> What you should do: For the listing below, give the number of lines that contain the word "house" and no other text.

> Data shown:
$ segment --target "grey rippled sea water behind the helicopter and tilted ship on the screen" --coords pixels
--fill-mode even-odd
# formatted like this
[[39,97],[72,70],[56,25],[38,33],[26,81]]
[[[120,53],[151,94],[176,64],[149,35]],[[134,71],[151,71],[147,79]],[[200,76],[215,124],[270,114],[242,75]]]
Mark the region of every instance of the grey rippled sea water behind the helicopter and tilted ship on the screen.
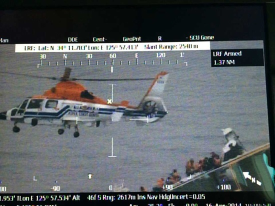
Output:
[[[61,54],[47,53],[37,68],[39,53],[13,51],[14,45],[1,45],[0,71],[62,76],[65,66],[54,66],[56,61],[63,62]],[[122,120],[106,127],[79,126],[78,138],[73,137],[73,129],[58,135],[54,125],[18,124],[20,132],[13,133],[12,122],[0,121],[0,181],[6,192],[52,192],[57,185],[60,192],[100,192],[109,191],[109,185],[122,180],[130,191],[138,191],[140,186],[150,190],[158,178],[167,177],[174,168],[184,177],[189,158],[198,160],[211,151],[220,154],[225,143],[222,128],[235,130],[246,150],[269,141],[262,66],[211,68],[209,51],[186,51],[184,59],[169,51],[162,64],[155,52],[140,53],[140,64],[136,65],[134,52],[127,52],[117,56],[110,73],[110,64],[103,64],[108,55],[96,55],[99,65],[94,59],[90,66],[87,62],[85,66],[71,65],[71,76],[154,77],[165,70],[169,77],[162,98],[168,114],[144,126]],[[67,62],[79,63],[79,59],[84,62],[84,54],[73,53]],[[149,63],[144,64],[144,60]],[[42,94],[57,82],[0,73],[0,111],[20,104],[27,96]],[[110,83],[115,83],[113,100],[129,100],[132,105],[139,103],[151,84],[150,80],[79,82],[105,99],[111,95]],[[112,138],[116,157],[108,157]],[[92,179],[88,173],[93,173]]]

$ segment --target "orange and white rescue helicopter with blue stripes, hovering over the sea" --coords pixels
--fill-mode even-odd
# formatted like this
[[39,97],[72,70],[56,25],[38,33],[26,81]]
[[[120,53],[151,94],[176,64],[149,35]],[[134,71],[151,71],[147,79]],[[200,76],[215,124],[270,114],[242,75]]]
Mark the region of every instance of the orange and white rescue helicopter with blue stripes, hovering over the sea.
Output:
[[168,73],[165,71],[158,73],[154,79],[147,78],[153,79],[153,82],[137,106],[129,105],[127,100],[115,103],[110,99],[105,100],[93,95],[75,80],[106,79],[70,78],[70,72],[71,68],[66,67],[63,77],[54,87],[42,95],[33,95],[24,99],[17,107],[0,112],[0,119],[14,121],[13,132],[20,131],[18,123],[29,123],[32,126],[54,124],[59,127],[58,134],[62,134],[65,128],[74,126],[73,136],[78,137],[80,123],[98,127],[100,122],[107,125],[121,120],[123,116],[125,120],[135,120],[137,124],[145,124],[157,121],[167,114],[160,97],[168,78]]

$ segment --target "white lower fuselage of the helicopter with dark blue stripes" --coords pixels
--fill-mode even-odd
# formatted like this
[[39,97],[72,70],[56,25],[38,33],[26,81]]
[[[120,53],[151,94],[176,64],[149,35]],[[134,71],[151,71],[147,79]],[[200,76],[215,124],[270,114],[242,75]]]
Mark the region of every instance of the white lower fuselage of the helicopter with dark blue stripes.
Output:
[[[18,107],[7,110],[6,119],[16,123],[31,123],[37,119],[37,124],[92,126],[96,121],[119,121],[124,116],[153,122],[163,117],[166,111],[154,111],[150,115],[144,110],[127,107],[127,102],[120,105],[90,103],[66,99],[26,98]],[[127,119],[128,117],[128,119]],[[35,121],[36,122],[36,121]],[[37,125],[35,124],[35,125]],[[35,126],[34,125],[34,126]]]

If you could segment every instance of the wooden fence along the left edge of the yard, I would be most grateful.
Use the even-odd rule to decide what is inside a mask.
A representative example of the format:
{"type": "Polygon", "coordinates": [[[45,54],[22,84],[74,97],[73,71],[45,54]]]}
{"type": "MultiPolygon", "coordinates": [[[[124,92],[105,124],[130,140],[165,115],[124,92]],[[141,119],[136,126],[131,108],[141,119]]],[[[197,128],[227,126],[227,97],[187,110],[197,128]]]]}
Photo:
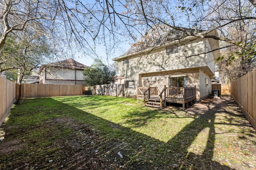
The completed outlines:
{"type": "Polygon", "coordinates": [[[0,76],[0,125],[15,102],[15,83],[0,76]]]}

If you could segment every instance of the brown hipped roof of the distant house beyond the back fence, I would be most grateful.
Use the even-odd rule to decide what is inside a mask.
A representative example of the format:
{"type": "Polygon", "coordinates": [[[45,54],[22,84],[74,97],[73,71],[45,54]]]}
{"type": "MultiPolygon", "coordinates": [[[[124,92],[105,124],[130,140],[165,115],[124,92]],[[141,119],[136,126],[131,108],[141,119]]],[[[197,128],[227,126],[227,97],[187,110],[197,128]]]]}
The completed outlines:
{"type": "Polygon", "coordinates": [[[79,63],[73,59],[67,59],[63,61],[58,61],[50,64],[44,64],[40,67],[40,70],[38,74],[42,71],[43,68],[45,67],[58,67],[58,68],[66,68],[66,69],[72,69],[72,70],[84,70],[84,68],[88,67],[82,63],[79,63]]]}

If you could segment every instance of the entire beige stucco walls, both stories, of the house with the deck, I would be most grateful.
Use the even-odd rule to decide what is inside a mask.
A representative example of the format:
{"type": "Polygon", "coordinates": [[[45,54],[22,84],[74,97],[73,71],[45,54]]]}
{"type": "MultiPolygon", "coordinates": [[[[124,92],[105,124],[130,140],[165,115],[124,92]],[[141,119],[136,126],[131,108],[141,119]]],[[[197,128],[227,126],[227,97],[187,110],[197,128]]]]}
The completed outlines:
{"type": "MultiPolygon", "coordinates": [[[[197,100],[209,96],[211,92],[210,77],[214,76],[214,53],[208,39],[196,39],[177,44],[175,54],[166,54],[166,47],[152,49],[150,53],[140,53],[129,57],[129,64],[118,59],[118,75],[125,80],[134,80],[137,86],[157,86],[161,91],[164,85],[169,86],[169,76],[185,74],[188,87],[196,86],[197,100]],[[205,84],[208,79],[208,86],[205,84]]],[[[124,89],[125,96],[136,96],[137,89],[124,89]]]]}

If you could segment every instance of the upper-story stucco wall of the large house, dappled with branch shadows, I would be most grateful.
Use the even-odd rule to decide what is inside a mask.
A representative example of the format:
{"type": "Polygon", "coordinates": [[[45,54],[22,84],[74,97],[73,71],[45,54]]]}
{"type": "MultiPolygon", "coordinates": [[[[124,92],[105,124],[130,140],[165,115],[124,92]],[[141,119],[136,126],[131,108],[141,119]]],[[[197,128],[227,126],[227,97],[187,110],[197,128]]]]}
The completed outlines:
{"type": "Polygon", "coordinates": [[[208,74],[214,75],[214,59],[207,54],[207,39],[203,41],[194,40],[180,45],[179,52],[172,55],[166,54],[166,47],[154,49],[149,54],[144,53],[129,57],[129,64],[123,64],[118,60],[118,75],[130,76],[164,70],[178,70],[184,68],[211,67],[208,74]],[[200,55],[198,55],[200,54],[200,55]],[[213,70],[213,71],[212,71],[213,70]]]}

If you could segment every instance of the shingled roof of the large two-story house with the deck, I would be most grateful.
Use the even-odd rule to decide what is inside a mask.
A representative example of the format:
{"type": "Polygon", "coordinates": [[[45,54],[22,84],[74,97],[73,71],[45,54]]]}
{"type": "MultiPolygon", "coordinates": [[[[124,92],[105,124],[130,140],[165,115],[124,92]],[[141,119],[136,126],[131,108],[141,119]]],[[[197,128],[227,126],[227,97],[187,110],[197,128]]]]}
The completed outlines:
{"type": "MultiPolygon", "coordinates": [[[[184,27],[177,28],[186,31],[187,33],[194,33],[195,31],[198,31],[196,29],[184,27]]],[[[155,25],[151,29],[149,29],[149,31],[145,35],[143,35],[138,42],[134,43],[134,45],[132,45],[132,47],[122,56],[130,55],[132,53],[136,53],[138,51],[142,51],[148,48],[157,47],[170,41],[182,39],[187,35],[184,31],[181,30],[168,27],[168,25],[164,24],[155,25]]],[[[202,30],[199,31],[201,32],[202,30]]]]}

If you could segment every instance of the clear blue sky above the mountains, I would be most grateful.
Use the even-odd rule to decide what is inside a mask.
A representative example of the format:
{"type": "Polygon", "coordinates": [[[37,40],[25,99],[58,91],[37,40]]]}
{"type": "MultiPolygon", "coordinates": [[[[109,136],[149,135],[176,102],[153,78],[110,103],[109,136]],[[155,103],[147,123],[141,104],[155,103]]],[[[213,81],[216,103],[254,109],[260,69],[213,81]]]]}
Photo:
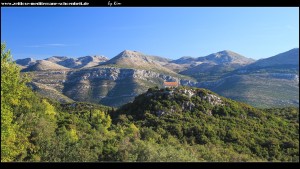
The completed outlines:
{"type": "Polygon", "coordinates": [[[171,59],[231,50],[260,59],[299,47],[298,7],[2,7],[1,42],[14,59],[116,56],[171,59]]]}

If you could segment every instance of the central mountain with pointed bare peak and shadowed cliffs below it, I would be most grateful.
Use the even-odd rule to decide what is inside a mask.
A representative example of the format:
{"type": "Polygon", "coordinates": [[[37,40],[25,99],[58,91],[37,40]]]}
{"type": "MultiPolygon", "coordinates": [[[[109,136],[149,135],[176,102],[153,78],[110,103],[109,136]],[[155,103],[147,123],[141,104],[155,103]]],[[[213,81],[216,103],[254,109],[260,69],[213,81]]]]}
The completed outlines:
{"type": "MultiPolygon", "coordinates": [[[[149,87],[162,87],[164,81],[179,81],[182,85],[196,83],[190,77],[163,67],[170,60],[157,56],[125,50],[98,66],[82,66],[83,63],[87,63],[84,60],[89,58],[55,56],[37,61],[48,63],[47,68],[40,68],[40,64],[36,63],[23,69],[23,72],[32,72],[32,86],[43,95],[62,102],[87,101],[117,107],[132,101],[149,87]],[[77,64],[79,61],[81,65],[77,64]],[[58,64],[66,67],[59,67],[58,64]]],[[[91,65],[91,62],[85,65],[91,65]]]]}

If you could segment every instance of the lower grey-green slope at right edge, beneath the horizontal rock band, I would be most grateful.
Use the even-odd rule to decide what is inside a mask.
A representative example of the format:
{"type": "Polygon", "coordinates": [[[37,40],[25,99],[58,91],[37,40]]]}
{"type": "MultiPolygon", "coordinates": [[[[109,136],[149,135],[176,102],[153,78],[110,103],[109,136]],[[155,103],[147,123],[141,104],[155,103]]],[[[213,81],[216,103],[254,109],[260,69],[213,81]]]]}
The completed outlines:
{"type": "Polygon", "coordinates": [[[256,107],[299,106],[297,74],[239,74],[197,86],[256,107]]]}

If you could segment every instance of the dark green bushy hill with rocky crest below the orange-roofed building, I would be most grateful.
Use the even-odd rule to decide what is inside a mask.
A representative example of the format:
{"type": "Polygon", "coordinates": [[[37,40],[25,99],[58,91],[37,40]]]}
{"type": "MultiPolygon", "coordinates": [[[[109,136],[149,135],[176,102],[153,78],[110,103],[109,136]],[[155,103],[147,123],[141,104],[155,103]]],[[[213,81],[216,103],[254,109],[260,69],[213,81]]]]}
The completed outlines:
{"type": "Polygon", "coordinates": [[[142,139],[174,140],[205,161],[299,161],[299,109],[256,109],[209,90],[151,88],[114,113],[142,139]]]}

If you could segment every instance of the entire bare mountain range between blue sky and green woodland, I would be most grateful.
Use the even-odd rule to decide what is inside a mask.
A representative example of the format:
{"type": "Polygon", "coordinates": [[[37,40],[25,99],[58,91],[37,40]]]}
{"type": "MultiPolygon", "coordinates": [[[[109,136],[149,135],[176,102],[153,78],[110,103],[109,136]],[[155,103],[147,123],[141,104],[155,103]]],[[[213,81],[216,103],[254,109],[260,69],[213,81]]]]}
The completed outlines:
{"type": "Polygon", "coordinates": [[[61,102],[119,107],[150,87],[178,81],[256,107],[299,106],[299,48],[257,61],[229,50],[177,60],[124,50],[111,59],[53,56],[16,63],[32,72],[33,89],[61,102]]]}

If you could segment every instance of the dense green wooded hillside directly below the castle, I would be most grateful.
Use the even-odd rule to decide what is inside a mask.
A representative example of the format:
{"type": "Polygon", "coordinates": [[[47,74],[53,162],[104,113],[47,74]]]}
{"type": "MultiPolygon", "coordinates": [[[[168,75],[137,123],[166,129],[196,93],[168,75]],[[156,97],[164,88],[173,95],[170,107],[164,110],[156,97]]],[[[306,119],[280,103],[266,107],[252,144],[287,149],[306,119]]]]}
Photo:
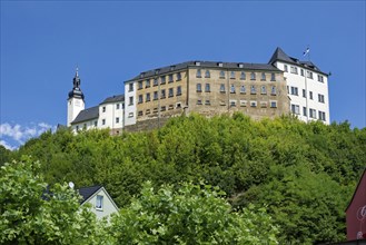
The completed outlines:
{"type": "Polygon", "coordinates": [[[48,131],[11,157],[32,155],[48,183],[102,184],[119,206],[181,182],[219,186],[236,208],[267,205],[280,243],[345,239],[345,208],[366,163],[366,129],[235,114],[171,118],[159,130],[48,131]]]}

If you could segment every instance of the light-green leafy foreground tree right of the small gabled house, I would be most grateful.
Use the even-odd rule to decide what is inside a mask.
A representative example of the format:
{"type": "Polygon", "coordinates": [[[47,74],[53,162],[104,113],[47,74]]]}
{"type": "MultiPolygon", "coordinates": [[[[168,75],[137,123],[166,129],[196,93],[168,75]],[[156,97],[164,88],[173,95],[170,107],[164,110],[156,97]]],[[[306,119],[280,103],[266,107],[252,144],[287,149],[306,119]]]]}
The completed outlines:
{"type": "Polygon", "coordinates": [[[277,244],[265,208],[233,212],[218,188],[181,184],[155,192],[146,183],[138,198],[111,219],[118,244],[277,244]]]}

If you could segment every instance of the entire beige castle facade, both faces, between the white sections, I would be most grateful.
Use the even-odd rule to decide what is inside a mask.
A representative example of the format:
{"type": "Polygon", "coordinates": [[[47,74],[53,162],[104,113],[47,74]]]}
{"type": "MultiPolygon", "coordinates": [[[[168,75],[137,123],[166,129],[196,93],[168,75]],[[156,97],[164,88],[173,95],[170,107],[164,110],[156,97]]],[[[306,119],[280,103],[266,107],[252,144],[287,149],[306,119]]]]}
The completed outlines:
{"type": "Polygon", "coordinates": [[[137,125],[128,130],[156,128],[169,117],[189,112],[211,117],[241,111],[254,119],[289,114],[289,99],[281,71],[190,66],[179,71],[140,78],[135,82],[137,125]],[[178,72],[181,79],[177,79],[178,72]],[[165,77],[165,82],[161,77],[165,77]],[[197,85],[200,85],[200,89],[197,85]],[[177,95],[178,87],[181,95],[177,95]],[[169,89],[172,89],[172,95],[169,95],[169,89]],[[158,98],[155,98],[155,94],[158,98]]]}

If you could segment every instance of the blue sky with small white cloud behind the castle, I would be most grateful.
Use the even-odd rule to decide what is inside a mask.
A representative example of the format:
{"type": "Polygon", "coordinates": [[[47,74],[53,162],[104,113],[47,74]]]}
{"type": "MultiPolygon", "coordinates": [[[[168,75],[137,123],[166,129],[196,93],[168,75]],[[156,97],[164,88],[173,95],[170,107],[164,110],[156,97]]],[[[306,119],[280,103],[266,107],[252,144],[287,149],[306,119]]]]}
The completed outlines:
{"type": "Polygon", "coordinates": [[[330,120],[365,122],[365,1],[1,1],[0,144],[66,125],[141,71],[188,60],[268,62],[280,47],[329,78],[330,120]]]}

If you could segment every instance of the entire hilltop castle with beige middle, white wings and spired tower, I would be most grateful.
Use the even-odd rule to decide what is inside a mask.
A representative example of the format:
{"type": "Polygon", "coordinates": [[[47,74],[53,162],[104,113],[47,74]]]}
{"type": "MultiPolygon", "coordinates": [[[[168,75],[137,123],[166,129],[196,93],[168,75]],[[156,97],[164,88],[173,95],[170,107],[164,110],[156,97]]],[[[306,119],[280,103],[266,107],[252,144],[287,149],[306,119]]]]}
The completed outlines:
{"type": "Polygon", "coordinates": [[[329,124],[328,75],[277,48],[268,63],[187,61],[140,72],[125,95],[85,109],[80,78],[68,99],[68,126],[109,128],[112,134],[151,129],[170,117],[241,111],[254,119],[294,114],[329,124]]]}

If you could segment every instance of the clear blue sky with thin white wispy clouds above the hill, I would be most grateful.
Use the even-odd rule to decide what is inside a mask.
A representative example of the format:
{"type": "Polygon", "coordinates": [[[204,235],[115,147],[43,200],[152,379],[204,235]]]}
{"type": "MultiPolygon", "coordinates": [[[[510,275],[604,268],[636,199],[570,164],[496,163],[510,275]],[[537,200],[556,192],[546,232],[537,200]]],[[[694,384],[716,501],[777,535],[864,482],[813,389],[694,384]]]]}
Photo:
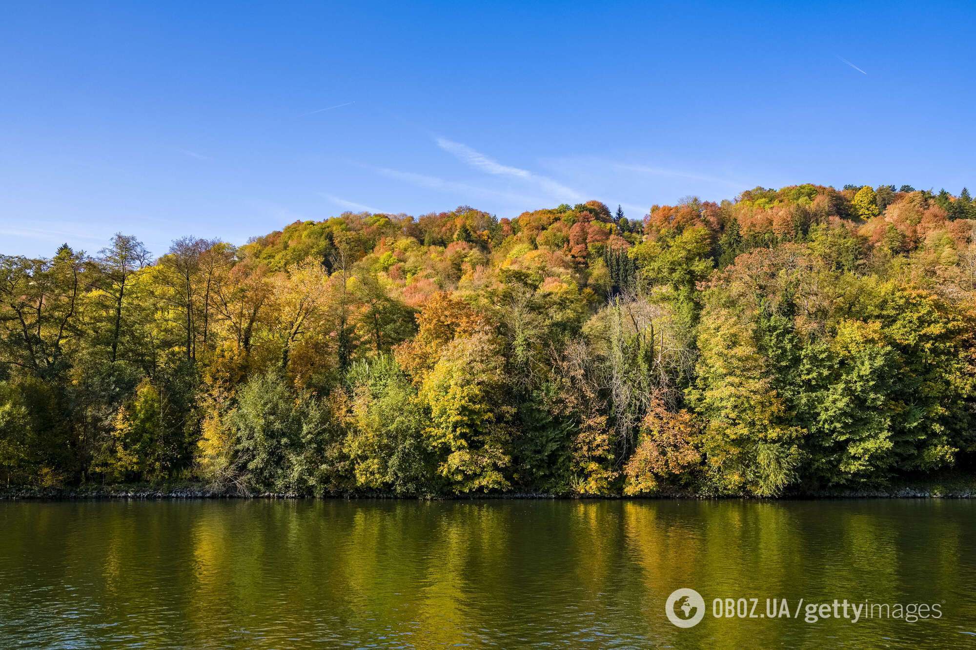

> Answer space: 5